== Dataset entries ==
==================================================

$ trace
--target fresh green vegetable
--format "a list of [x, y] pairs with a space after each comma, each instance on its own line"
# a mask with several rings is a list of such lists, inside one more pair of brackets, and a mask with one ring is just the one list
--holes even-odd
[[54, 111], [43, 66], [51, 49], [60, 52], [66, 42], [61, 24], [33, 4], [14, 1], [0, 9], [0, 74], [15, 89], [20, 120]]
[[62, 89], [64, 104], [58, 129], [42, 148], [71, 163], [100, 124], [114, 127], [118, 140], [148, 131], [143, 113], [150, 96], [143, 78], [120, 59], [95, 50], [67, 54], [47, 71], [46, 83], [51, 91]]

==================================================

== To do ==
Reproduce every row above verbatim, line for line.

== Exercise result ==
$ trace
--target fresh green vegetable
--format "a list of [x, y] pairs with a space after each comma, each instance on its own line"
# a mask with several rings is a list of such lists, inside one more pair of brackets, and a mask with one ring is just the one list
--holes even-odd
[[54, 111], [43, 66], [51, 49], [60, 52], [66, 42], [61, 24], [33, 4], [14, 1], [0, 9], [0, 74], [15, 89], [20, 120]]
[[62, 89], [64, 104], [58, 129], [42, 148], [71, 163], [100, 124], [114, 127], [118, 140], [148, 131], [143, 113], [150, 96], [143, 78], [120, 59], [95, 50], [67, 54], [47, 71], [46, 83], [51, 91]]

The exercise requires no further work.